** What to do **
State how many lines of the listing below contain the word "water". Give only the number.

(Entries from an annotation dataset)

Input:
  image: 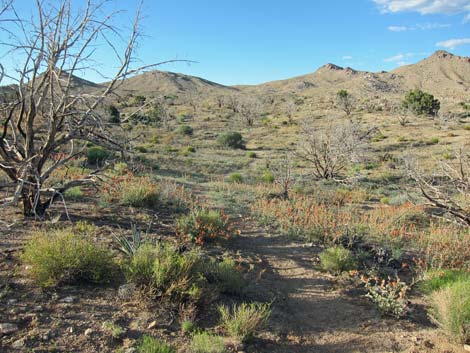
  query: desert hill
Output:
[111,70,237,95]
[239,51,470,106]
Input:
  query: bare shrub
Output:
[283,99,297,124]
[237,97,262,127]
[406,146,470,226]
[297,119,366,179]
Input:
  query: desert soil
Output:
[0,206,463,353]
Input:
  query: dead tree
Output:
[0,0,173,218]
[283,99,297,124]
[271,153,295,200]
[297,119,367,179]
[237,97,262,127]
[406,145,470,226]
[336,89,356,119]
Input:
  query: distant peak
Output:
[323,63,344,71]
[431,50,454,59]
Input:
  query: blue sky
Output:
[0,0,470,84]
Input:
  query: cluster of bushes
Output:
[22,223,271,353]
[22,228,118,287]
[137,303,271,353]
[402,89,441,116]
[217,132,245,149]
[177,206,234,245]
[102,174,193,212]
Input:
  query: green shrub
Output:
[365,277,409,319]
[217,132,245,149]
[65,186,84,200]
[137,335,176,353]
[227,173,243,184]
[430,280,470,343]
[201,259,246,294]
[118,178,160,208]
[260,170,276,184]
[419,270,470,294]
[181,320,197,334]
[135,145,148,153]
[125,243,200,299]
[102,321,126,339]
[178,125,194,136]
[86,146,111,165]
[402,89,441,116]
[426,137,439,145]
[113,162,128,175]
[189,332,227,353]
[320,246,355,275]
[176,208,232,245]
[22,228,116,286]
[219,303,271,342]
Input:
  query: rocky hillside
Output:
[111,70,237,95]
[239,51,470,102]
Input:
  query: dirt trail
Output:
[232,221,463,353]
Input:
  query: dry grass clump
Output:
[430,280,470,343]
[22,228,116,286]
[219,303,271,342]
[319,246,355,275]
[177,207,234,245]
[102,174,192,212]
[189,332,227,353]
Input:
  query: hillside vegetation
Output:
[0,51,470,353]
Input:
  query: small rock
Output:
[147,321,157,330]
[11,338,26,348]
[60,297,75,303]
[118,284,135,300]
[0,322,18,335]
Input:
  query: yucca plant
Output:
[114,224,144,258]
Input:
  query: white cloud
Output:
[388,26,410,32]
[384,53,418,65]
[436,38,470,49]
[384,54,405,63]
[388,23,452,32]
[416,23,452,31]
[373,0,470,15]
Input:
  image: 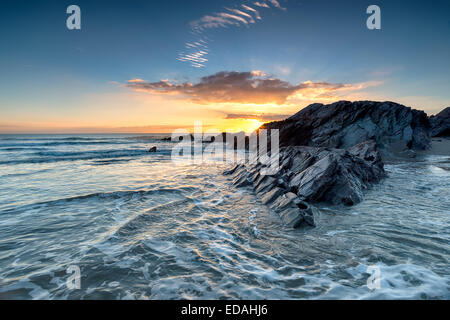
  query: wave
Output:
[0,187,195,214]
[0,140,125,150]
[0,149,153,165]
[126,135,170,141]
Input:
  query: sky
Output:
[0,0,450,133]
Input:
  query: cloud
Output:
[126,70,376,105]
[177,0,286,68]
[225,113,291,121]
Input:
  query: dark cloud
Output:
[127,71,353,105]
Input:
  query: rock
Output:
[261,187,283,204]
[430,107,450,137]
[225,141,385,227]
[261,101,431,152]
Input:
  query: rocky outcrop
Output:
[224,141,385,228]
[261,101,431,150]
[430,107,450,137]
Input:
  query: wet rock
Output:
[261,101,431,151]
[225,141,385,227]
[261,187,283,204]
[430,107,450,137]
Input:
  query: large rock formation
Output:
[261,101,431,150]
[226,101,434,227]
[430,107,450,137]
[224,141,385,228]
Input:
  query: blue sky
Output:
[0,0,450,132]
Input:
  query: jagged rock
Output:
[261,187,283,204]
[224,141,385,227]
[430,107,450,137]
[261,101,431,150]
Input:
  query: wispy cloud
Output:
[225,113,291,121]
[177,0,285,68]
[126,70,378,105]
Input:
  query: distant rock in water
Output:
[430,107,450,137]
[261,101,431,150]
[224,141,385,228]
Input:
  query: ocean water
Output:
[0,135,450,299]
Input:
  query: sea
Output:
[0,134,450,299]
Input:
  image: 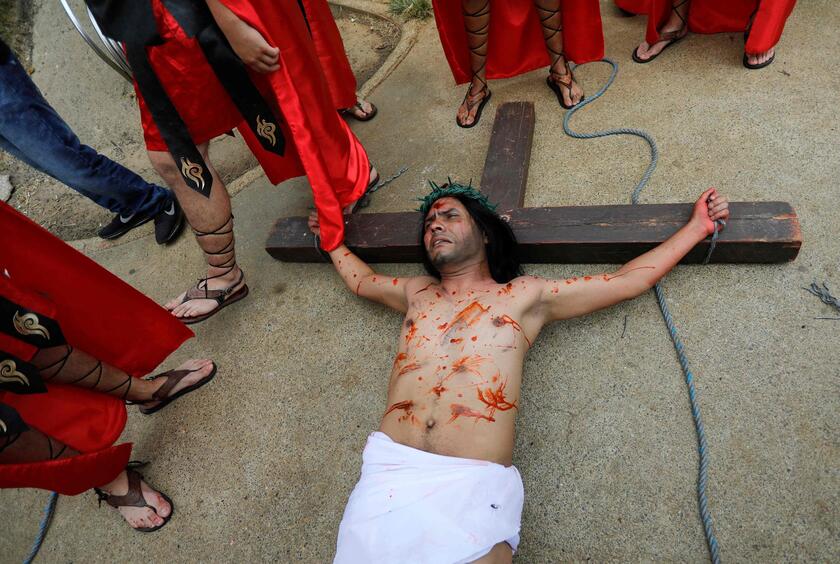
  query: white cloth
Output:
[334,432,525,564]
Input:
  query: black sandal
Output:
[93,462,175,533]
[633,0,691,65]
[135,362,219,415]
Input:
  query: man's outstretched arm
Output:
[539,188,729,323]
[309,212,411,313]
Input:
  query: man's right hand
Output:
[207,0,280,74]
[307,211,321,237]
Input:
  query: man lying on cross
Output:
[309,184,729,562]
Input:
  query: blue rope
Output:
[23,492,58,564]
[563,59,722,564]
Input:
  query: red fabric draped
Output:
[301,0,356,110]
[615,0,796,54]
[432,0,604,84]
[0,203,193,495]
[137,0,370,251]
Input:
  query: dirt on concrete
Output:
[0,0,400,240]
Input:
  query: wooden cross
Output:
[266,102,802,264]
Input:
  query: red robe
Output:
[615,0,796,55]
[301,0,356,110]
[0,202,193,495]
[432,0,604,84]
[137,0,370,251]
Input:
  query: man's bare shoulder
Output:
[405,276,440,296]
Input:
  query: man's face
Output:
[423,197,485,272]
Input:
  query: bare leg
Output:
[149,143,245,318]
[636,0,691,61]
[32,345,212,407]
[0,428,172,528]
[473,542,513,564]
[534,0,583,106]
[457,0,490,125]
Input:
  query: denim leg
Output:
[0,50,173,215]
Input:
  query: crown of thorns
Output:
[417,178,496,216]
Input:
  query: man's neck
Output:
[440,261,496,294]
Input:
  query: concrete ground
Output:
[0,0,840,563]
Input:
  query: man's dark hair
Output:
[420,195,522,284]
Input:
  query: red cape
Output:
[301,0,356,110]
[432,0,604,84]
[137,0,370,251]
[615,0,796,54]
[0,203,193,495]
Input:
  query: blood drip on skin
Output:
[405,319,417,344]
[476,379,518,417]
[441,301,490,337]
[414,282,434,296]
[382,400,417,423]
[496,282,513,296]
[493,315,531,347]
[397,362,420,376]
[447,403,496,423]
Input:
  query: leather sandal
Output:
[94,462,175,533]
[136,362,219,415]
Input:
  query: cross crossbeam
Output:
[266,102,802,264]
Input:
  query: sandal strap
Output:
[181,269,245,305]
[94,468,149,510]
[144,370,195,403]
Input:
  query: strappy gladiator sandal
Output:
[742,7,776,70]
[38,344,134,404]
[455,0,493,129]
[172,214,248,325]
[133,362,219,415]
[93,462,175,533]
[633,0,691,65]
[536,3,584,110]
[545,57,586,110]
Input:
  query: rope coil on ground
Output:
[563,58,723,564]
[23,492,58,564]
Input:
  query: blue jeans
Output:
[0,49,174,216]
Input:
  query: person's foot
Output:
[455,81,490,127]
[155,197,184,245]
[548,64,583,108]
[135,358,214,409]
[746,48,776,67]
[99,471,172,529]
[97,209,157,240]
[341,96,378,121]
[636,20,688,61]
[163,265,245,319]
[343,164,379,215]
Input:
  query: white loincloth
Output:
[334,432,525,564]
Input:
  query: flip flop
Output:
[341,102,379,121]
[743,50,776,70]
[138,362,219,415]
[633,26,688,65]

** Output of the exercise **
2